CONSIGNE
Citez mot pour mot l'extrait sur les pains d'épices, du début à la fin.

EXTRAIT CITÉ
******************************
Vous disiez que Noël était votre grosse période. Mais on peut voir sur votre site internet que vous faites des pains d’épices pour toutes sortes d’occasions, les mariages, les baptêmes…
« L’année commence avec la Saint-Valentin, ensuite il y a Pâques, la deuxième plus grande saison de l’année pour moi. Ensuite il y a la Fête des Mères, les baptêmes, les mariages. J’ai au moins une cinquantaine de pièces à faire par mariage. C’est aussi une période où je suis très occupée. Mais dès l’été, je commence à produire pour Noël. Pour moi, Noël, c’est au marché de Noël à Colmar et il faut beaucoup de pièces car il est très réputé. Je commence au mois de juillet à préparer la pâte, je la congèle. La cuisson se fait déjà en août, ce qui n’est pas toujours très agréable avec les chaleurs. »A part les marchés, quels sont vos autres débouchés ? D’autres boutiques ou des envois par correspondance ?
******************************
JEU DE DONNÉES

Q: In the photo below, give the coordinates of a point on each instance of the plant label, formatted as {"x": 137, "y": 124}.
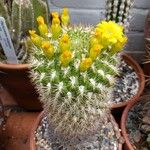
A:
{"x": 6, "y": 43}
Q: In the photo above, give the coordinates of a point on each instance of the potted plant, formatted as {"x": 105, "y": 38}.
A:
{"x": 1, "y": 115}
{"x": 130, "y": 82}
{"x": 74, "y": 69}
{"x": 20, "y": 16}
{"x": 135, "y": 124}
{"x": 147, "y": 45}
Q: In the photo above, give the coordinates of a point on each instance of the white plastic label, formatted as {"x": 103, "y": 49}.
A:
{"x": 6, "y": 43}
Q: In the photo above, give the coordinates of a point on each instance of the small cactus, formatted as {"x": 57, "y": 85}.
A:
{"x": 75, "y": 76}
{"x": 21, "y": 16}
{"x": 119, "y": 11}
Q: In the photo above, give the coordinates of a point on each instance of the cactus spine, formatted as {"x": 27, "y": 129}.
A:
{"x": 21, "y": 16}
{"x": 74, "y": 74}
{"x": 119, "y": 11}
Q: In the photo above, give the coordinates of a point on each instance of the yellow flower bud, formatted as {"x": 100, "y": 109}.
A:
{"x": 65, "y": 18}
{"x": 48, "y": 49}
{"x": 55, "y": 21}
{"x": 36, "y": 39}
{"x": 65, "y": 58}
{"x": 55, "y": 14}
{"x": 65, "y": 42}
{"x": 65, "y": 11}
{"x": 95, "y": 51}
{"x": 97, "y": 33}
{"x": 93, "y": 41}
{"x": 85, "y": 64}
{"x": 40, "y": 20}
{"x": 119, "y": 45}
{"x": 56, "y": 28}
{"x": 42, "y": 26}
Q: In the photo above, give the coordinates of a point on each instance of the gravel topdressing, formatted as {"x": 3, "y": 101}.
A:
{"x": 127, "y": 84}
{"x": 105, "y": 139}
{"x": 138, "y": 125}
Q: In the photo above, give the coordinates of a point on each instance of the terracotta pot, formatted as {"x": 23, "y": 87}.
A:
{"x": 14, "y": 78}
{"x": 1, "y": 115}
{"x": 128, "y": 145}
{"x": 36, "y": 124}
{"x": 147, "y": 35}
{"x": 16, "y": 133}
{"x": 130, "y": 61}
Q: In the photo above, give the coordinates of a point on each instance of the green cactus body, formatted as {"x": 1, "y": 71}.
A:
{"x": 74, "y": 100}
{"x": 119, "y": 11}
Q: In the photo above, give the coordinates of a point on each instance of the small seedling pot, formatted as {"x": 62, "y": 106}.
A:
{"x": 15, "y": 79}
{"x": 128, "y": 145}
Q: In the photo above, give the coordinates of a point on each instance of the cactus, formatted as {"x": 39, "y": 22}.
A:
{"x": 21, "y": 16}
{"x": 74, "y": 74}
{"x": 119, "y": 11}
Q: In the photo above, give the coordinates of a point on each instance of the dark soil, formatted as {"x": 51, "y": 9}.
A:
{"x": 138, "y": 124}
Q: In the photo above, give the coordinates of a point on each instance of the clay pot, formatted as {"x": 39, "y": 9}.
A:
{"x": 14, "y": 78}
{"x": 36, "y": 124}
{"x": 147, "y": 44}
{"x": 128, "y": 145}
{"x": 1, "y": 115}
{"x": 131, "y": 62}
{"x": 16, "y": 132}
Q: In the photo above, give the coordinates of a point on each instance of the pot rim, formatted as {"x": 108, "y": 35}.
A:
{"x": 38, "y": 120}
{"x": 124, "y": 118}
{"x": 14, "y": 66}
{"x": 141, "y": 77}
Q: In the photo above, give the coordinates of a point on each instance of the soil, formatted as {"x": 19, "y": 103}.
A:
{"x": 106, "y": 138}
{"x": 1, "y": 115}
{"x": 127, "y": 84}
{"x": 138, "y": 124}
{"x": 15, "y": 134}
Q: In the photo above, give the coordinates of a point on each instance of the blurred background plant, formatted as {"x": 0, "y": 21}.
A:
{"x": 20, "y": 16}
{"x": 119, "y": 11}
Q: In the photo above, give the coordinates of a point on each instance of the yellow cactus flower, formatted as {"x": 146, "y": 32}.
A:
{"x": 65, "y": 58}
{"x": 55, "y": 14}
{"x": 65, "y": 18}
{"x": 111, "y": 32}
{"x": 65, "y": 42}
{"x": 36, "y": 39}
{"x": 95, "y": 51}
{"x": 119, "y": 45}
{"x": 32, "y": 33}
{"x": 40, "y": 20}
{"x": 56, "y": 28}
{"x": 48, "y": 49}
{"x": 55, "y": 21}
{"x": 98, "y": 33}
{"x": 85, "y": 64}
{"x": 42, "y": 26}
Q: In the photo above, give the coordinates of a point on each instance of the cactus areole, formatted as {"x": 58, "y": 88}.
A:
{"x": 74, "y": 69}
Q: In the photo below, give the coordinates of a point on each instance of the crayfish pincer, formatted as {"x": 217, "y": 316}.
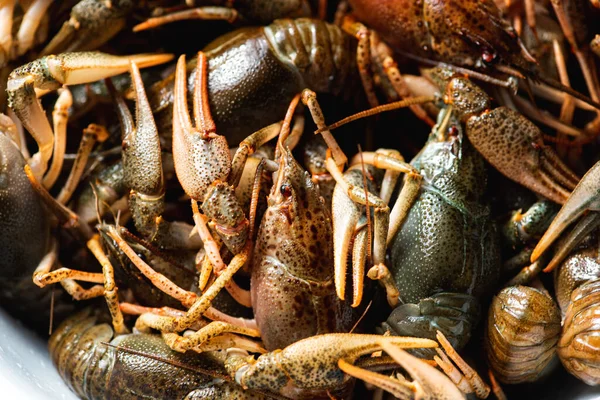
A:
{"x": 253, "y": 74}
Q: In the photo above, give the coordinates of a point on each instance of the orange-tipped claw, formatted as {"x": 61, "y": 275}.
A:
******************************
RÉSULTAT DE L'EXERCICE
Vous disiez que Noël était votre grosse période. Mais on peut voir sur votre site internet que vous faites des pains d’épices pour toutes sortes d’occasions, les mariages, les baptêmes…
« L’année commence avec la Saint-Valentin, ensuite il y a Pâques, la deuxième plus grande saison de l’année pour moi. Ensuite il y a la Fête des Mères, les baptêmes, les mariages. J’ai au moins une cinquantaine de pièces à faire par mariage. C’est aussi une période où je suis très occupée. Mais dès l’été, je commence à produire pour Noël. Pour moi, Noël, c’est au marché de Noël à Colmar et il faut beaucoup de pièces car il est très réputé. Je commence au mois de juillet à préparer la pâte, je la congèle. La cuisson se fait déjà en août, ce qui n’est pas toujours très agréable avec les chaleurs. »A part les marchés, quels sont vos autres débouchés ? D’autres boutiques ou des envois par correspondance ?